_SET TASKS_
1. In the forum thread on Elvish copyright, rewrite the stretch from "is english copyrighted?" through "snippets of other languages.", replacing "Latin" with "Greek".
2. Reproduce, line for line, the stretch of the listing from the line containing "Practice step: find the dark blue" through the end of the listing, and leave the pictures out.

Since it is part of Tolkien's copyrighted works, it is protected. But I seriously doubt if the Tolkien Estate is going to come after anyone using it, unless they plan to write a novel in it!

Barley

is english copyrighted? Is spanish? All these languages come from hundreds of people and hundreds of other languages. Latin-which most languages come from-was compiled of hundreds of years and thousands of philosiphers finding words for everything. And elvish is just bits and snippets of other languages.

The languages you mention are real languages which evolved over time, and are the property of everyone and no one. Elvish is the invention of one person, and its first appearance was in Tolkien's copyright-protected works. However, it's been "gotten loose" ever since the middle 50s, and unless someone is going to try to do something with it for huge profit, I doubt whether anyone connected with the Tolkien Estate is going to try to make an effort to keep it from being used.

Barley

galadhur
11-22-2005, 02:34 AM
Thanks, yes, i know how created the language, i have studied Sindarian by many of those people, including in the different forms of the Tengwar. And i am persionally happy the tolkien estate allowed it to be free matieral. David Salo has published a book called "Gateway to Sindarian" or "annon na edhellen" for the speakers, it is a very good book, and that is where i have done a majority of my studing. I am sure you know who he is.

Haldatyaro
12-06-2005, 12:27 AM
As intellectual property, the languages that Tolkien created (Quenya, Sindarin, etc.) are protected by copyright. However, I believe there was a recent agreement with Tolkien scholars that if no one's trying to profit off them, then it's OK to disseminate information through media like ardalambion.com. How Salo's book fits into this (unless he's agreed to donate all the proceeds to the Tolkien Estate) I don't know.

IIRC, Helge Fauskanger, the scholar behind Ardalambion, did have a legal run-in with the Tolkien Estate some time ago. His site was offline for a little while before it was sorted out. But I guess he and other Tolkien linguistic scholars convinced the TE that their efforts were no threat to the legacy/rights of the Estate. As if... If anything, these linguistic sites have boosted interest in Tolkien's work.

I'm glad folks like Helge and those at the elfing group on Yahoo, and a myriad of other sites are still up and running. :thumbs up:

e: I found some more information about copyrighted Elven languages: http://www.elvish.org/FAQ.html#copyright

Erurainon
10-03-2006, 07:18 PM
Hm, so if scientists want to name a new particle using a Sindarin word, they can't, is it so?

Alcuin
10-03-2006, 08:10 PM
Hm, so if scientists want to name a new particle using a Sindarin word, they can't, is it so? It wouldn’t seem to be a thing about which a wise man would complain, would it? First, they’d have to complain about receiving an honor, and that seems to be unwise. Then, assuming that the name survived alternative proposals (there are usually a few, even for obscure particles), the estate’s attorney would have to decide whom to sue: Nature, Science, Physical Review, the universities and labs, the physicists?

More likely is that some astronomers will find a new Kuiper Belt Object (http://en.wikipedia.org/wiki/Kuiper_belt) and call it “Fëanor” or “Elrond” or some such. Again, the problem becomes one of copyright versus honors: they aren’t likely to sue, although they could.

_INFORMATION SUPPLIED_

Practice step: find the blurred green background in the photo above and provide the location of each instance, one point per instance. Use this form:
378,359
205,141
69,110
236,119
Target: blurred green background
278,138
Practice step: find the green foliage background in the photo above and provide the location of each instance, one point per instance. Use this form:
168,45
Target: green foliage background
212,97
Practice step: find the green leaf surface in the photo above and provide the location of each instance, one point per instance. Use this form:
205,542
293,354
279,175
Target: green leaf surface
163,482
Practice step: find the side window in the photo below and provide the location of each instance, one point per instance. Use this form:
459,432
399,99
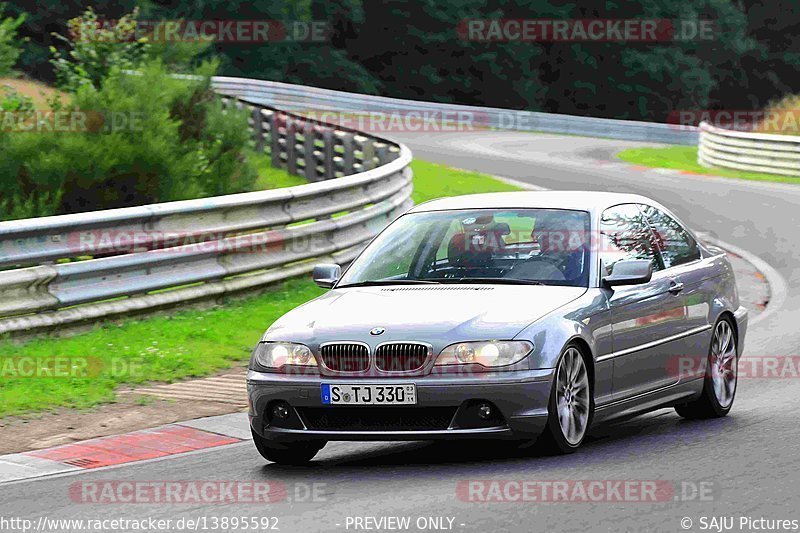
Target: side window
624,234
676,245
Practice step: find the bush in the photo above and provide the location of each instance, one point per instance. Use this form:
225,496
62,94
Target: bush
782,117
123,139
9,51
131,146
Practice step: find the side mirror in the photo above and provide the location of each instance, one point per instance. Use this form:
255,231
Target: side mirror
326,275
630,272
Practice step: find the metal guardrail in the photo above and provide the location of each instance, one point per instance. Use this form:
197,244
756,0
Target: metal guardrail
301,98
754,152
80,267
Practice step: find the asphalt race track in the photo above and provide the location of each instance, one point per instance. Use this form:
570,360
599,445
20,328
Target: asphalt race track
747,464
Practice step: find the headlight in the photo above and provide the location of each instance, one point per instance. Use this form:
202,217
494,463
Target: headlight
278,354
487,353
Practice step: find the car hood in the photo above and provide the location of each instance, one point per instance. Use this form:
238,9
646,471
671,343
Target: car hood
421,312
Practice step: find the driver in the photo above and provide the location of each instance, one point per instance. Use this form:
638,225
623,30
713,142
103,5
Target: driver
561,237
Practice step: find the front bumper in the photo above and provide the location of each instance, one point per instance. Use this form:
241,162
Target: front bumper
521,397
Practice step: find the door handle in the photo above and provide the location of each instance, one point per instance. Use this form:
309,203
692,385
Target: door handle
676,288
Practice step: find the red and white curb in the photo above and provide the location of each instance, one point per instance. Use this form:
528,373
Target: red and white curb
163,441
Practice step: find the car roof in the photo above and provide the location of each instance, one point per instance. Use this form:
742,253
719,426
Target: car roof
592,201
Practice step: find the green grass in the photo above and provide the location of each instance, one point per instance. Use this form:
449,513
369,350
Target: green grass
273,178
685,158
190,343
436,181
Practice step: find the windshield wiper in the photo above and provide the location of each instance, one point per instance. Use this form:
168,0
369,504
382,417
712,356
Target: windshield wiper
374,282
504,281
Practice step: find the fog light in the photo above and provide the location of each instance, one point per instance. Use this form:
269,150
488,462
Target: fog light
280,411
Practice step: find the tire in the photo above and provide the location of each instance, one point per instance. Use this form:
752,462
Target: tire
719,382
571,405
294,453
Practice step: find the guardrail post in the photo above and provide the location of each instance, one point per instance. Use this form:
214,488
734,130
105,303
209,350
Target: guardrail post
367,154
258,129
291,140
349,155
327,154
275,139
310,135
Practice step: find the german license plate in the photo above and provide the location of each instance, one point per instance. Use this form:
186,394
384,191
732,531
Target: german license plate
351,394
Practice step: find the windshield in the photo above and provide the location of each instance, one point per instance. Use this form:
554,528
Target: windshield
547,246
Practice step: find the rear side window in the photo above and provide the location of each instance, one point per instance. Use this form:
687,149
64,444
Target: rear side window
624,234
676,245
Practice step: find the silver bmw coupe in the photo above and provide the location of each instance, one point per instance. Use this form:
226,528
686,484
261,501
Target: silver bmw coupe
527,316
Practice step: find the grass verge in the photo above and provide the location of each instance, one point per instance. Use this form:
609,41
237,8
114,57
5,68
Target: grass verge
685,158
190,343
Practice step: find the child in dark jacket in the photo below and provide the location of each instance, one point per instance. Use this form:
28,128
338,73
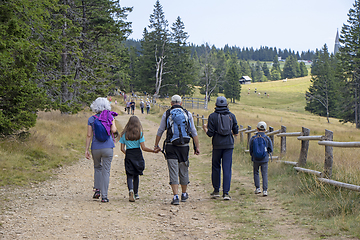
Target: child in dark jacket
261,162
133,138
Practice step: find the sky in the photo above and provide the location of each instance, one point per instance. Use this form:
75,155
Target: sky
299,25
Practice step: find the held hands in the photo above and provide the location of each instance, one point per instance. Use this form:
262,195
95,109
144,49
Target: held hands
205,127
87,154
196,151
157,149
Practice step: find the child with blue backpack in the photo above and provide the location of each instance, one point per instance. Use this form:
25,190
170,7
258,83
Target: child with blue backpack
260,149
133,138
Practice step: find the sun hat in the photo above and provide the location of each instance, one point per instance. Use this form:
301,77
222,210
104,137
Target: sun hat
261,126
221,101
176,99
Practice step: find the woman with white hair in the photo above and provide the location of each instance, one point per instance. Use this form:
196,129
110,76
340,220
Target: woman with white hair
101,151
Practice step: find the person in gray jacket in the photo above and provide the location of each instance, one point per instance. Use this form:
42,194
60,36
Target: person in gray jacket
177,156
223,146
261,162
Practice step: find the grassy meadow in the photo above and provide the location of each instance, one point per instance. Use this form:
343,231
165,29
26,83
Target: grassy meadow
328,210
59,139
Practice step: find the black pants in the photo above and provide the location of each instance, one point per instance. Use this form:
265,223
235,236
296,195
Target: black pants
133,182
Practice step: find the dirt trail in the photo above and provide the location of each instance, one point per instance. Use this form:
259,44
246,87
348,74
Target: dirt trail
63,208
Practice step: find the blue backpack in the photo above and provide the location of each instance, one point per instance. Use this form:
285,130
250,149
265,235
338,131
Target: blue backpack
225,124
259,147
100,131
178,126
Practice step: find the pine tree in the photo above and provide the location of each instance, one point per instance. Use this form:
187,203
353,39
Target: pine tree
275,70
303,70
349,65
182,68
20,97
322,95
291,67
232,86
159,36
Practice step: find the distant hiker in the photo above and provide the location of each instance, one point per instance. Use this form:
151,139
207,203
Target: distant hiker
133,138
132,106
142,105
128,104
101,151
176,145
260,148
222,125
148,106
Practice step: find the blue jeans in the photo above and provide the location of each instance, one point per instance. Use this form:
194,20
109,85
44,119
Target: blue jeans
264,167
221,157
133,182
102,164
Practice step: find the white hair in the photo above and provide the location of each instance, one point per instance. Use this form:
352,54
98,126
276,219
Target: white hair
100,104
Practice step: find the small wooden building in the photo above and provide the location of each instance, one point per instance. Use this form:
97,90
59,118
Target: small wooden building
245,80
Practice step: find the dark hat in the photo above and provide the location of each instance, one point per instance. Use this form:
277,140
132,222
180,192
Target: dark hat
221,101
261,126
176,99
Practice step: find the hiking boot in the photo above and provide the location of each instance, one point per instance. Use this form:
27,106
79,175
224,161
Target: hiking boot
131,196
257,191
96,194
226,196
184,197
175,201
214,194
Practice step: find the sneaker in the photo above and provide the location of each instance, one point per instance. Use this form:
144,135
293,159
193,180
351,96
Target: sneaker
96,194
131,196
175,201
184,197
257,191
226,196
214,194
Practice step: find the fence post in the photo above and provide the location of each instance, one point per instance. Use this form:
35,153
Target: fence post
328,155
249,136
283,142
304,147
241,134
271,129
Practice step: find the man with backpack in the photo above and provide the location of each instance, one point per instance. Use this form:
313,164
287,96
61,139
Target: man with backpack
260,148
180,128
222,125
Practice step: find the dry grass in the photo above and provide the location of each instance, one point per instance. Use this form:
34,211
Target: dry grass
57,139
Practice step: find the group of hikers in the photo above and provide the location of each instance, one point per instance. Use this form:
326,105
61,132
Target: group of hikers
180,129
130,106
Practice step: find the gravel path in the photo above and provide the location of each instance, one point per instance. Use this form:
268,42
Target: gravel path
63,208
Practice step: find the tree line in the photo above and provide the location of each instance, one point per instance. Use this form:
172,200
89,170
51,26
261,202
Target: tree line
58,55
335,81
61,55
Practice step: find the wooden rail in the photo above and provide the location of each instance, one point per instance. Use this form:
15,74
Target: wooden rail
304,137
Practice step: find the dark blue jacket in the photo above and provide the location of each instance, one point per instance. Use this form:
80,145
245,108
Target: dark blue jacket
269,147
220,141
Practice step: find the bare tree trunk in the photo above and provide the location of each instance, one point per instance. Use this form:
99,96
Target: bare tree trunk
160,64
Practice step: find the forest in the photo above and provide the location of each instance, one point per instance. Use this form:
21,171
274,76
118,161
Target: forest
61,55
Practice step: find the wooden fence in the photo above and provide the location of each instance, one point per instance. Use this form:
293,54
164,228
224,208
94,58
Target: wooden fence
303,136
325,140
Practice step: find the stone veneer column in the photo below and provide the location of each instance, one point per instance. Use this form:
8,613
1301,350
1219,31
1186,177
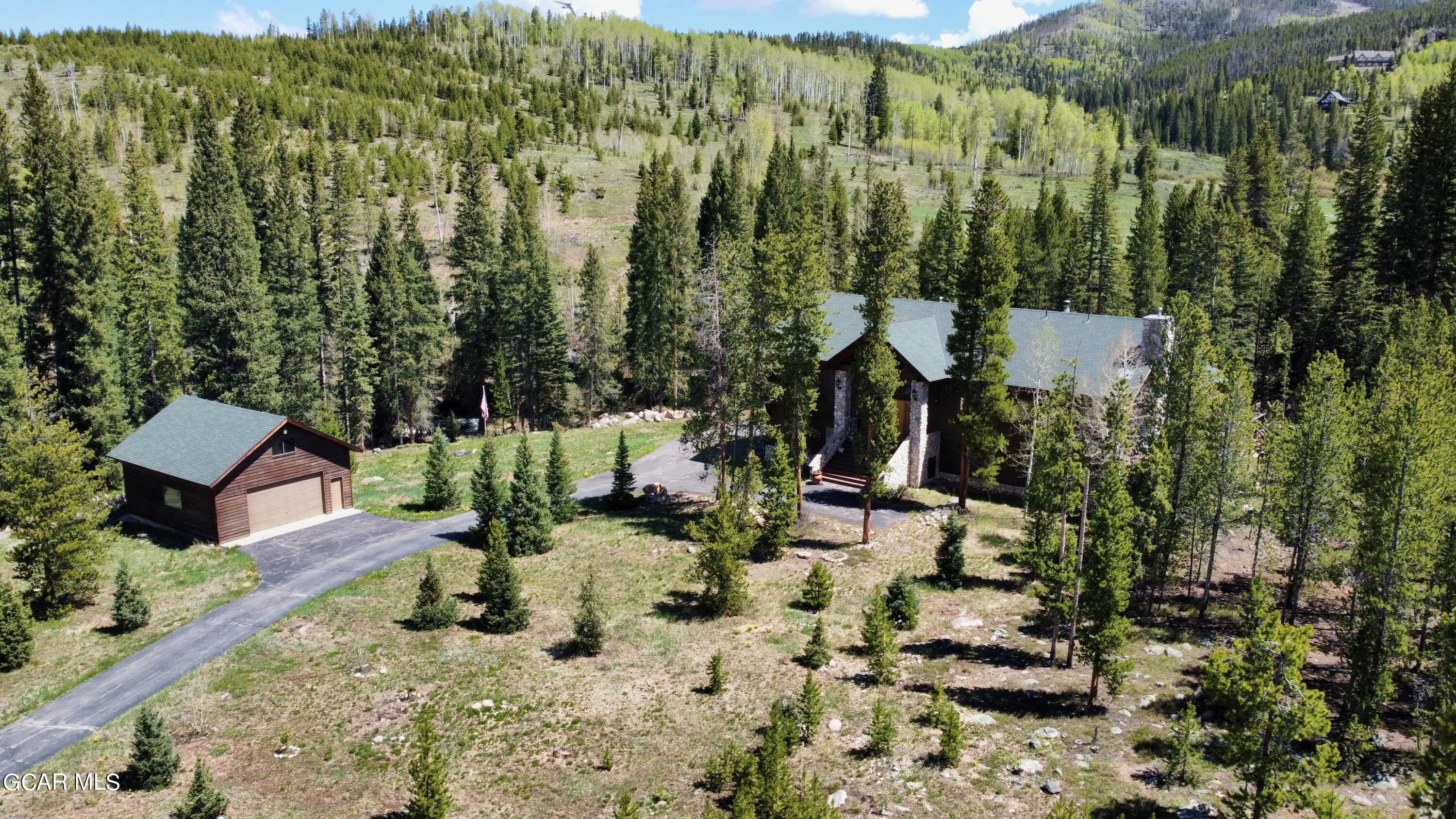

_EXERCISE RESULTS_
1.
is english copyrighted? Is spanish? All these languages come from hundreds of people and hundreds of other languages. Greek-which most languages come from-was compiled of hundreds of years and thousands of philosiphers finding words for everything. And elvish is just bits and snippets of other languages.

2.
Practice step: find the dark blue jacket in the photo above and provide the location of each instance, one point per instance. Use this form:
80,145
245,108
Target: dark blue jacket
269,147
220,141
Practice step: find the bare tree trunk in the photo above and provide the location of each instance, one point per instance. Use this form:
99,96
Target: bare tree trunk
160,64
Practice step: find the forest in the photo above and provide the location of each instance, one point per instance. Use this form:
21,171
274,76
118,161
Target: forest
61,55
Practice step: find the wooden fence in the photo above and provide the location of each instance, one point per instance. Use this form:
293,54
164,228
224,208
94,58
Target: wooden fence
303,136
325,140
Practice step: find the stone veneer column in the photo below and provide the location of each instance, one point per instance. Use this form:
8,613
1301,350
1219,31
1186,177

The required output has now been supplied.